◆ TASK REQUIREMENTS ◆
Every record here needs to be written out again exactly.

[Start of section]

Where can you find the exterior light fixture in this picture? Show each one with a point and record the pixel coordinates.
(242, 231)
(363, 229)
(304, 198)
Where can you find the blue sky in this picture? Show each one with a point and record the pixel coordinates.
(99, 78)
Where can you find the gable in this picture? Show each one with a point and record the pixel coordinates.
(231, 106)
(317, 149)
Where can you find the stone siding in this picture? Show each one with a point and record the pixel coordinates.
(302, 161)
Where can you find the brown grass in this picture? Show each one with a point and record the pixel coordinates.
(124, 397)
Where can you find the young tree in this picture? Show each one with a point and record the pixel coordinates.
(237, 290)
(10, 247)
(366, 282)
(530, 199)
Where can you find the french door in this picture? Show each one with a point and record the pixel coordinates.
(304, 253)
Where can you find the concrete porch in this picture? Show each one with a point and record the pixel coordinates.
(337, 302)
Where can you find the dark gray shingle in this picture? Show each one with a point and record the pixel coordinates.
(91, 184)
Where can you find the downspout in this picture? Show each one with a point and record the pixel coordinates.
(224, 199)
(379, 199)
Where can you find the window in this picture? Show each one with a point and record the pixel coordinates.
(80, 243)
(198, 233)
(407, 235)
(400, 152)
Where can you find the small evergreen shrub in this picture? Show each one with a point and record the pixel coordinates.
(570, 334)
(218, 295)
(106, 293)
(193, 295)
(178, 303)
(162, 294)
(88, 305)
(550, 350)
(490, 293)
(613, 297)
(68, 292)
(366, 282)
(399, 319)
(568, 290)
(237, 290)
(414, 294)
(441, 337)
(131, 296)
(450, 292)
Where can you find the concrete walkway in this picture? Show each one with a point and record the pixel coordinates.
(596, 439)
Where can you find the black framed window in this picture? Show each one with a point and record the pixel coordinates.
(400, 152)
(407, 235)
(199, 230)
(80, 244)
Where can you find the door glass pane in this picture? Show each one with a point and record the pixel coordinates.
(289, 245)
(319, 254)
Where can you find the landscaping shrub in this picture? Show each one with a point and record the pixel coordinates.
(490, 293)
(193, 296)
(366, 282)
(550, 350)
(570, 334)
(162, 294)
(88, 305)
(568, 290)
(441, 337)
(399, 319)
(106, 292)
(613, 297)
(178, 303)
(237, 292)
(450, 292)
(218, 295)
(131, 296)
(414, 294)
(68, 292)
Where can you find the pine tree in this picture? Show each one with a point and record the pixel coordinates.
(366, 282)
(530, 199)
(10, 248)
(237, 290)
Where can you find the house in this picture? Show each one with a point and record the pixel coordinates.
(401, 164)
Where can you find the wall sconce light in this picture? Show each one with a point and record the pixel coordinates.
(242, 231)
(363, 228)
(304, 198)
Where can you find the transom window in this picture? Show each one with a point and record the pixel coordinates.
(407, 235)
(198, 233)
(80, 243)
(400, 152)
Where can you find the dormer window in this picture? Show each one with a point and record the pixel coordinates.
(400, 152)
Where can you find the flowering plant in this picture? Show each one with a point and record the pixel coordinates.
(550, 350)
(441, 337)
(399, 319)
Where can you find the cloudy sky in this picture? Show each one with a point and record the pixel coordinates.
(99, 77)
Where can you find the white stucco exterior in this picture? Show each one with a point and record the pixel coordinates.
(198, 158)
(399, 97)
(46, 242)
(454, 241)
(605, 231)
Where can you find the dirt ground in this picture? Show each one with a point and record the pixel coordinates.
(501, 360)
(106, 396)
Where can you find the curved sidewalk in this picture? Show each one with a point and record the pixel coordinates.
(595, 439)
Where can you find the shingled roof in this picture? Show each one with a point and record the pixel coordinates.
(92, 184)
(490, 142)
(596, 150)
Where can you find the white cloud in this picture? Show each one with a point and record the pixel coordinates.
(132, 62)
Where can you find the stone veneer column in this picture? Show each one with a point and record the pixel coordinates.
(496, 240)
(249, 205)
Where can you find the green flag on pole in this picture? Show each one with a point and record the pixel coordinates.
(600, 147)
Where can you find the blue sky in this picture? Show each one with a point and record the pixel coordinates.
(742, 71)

[End of section]

◆ THE ANSWER ◆
Where can you find the exterior light fixture in this picture? Show each one with a point and record the pixel coordinates.
(242, 231)
(363, 229)
(304, 198)
Where can you find the blue sky in this picture? Show each one with a point and record the pixel coordinates.
(99, 78)
Where can you find the gable in this picture? Show each one with a point and record the pixel coordinates.
(231, 106)
(317, 149)
Where can you find the stone siding in this picture? Show each one with a point and record the pixel coordinates.
(302, 161)
Where can you find the brown grass in this picture? Show each one with a point and record the pixel coordinates.
(124, 397)
Where can you find the young tree in this picture? Show each one with a point and record the pixel coordinates.
(237, 290)
(10, 247)
(366, 282)
(530, 199)
Where can you find the french door in this picture? Show each one with a point and record the pixel coordinates.
(304, 253)
Where can you find the concrete porch in this picture? Show each one with a point and record the pixel coordinates.
(337, 302)
Where can you find the dark gray shingle in this picture? Show each one with a point and record the pixel coordinates.
(91, 184)
Where can you find the downspout in this picture? Show each one with a point and record the pixel coordinates.
(224, 199)
(379, 199)
Where can you find the window in this picture? Show each one with a point and record the pixel coordinates.
(80, 243)
(198, 233)
(407, 235)
(400, 152)
Where can you find the small evergreen shrub in this picture? Show each one with a point and record the pixel coordinates.
(570, 334)
(218, 295)
(106, 293)
(193, 295)
(178, 303)
(162, 294)
(88, 305)
(550, 350)
(490, 293)
(613, 297)
(68, 292)
(366, 282)
(399, 319)
(568, 290)
(237, 290)
(414, 294)
(441, 337)
(131, 296)
(450, 292)
Where can you find the concrete walkway in this picture? Show each one with a point and record the pixel coordinates.
(596, 439)
Where can you find the black framed window in this picture? Show each one with a point and record the pixel coordinates.
(400, 152)
(407, 235)
(199, 230)
(80, 244)
Where can you find the door glass pane in this picture? Show each one with a point and record the pixel coordinates.
(289, 245)
(319, 254)
Where can you find the landscaping shrub in this picture? Show each one with a point and record the pixel coordinates.
(490, 293)
(193, 296)
(366, 282)
(550, 350)
(570, 334)
(162, 294)
(88, 305)
(568, 290)
(441, 337)
(399, 319)
(106, 292)
(613, 297)
(178, 303)
(237, 292)
(450, 292)
(218, 295)
(131, 296)
(414, 294)
(68, 292)
Where can you find the pine tree in this picture? Show each one with a point and record the pixel coordinates.
(366, 282)
(530, 199)
(10, 248)
(237, 290)
Where can you find the house in this picture? Show each one with a point and record the pixel coordinates.
(401, 164)
Where can you find the wall sconce light in this picture? Show each one with a point and record the pixel coordinates.
(242, 231)
(363, 228)
(304, 198)
Where can you find the transom window in this picture? Show each one with a point and record the pixel coordinates.
(407, 235)
(198, 233)
(80, 243)
(400, 152)
Where can you find the dormer window in this picture? Show each one with a point and record the pixel coordinates.
(400, 152)
Where can you find the flowering plant in this picture? Show each one with a point and record the pixel coordinates.
(550, 350)
(441, 337)
(399, 319)
Where can you find the cloudy sky in this picture? Show each one with a point and record the pixel coordinates.
(99, 77)
Where can you find the white stucco exterior in this picture? Show each one with a point and record the pixel coordinates.
(198, 158)
(399, 97)
(46, 242)
(454, 241)
(605, 231)
Where can you find the dirt ground in this picture? Show each one with a point and record the pixel coordinates.
(501, 360)
(106, 396)
Where can you find the curved sidewalk in this picture? Show each one with a point and record the pixel coordinates.
(595, 439)
Where can you find the shingled roof in this picture? Show each one with a point and record the pixel coordinates.
(92, 184)
(490, 142)
(596, 150)
Where can you find the white cloud in this picture? Show each one with a point and record the pixel coordinates.
(132, 62)
Where can you find the stone veneer column in this picture? Show each one with a point and record the pixel coordinates.
(496, 240)
(249, 205)
Where can you find the green flag on pole in this picture? Show each one with a point and record the pixel coordinates.
(600, 147)
Where can you find the blue sky in this picture? Show each one with a point and record the pixel coordinates.
(742, 71)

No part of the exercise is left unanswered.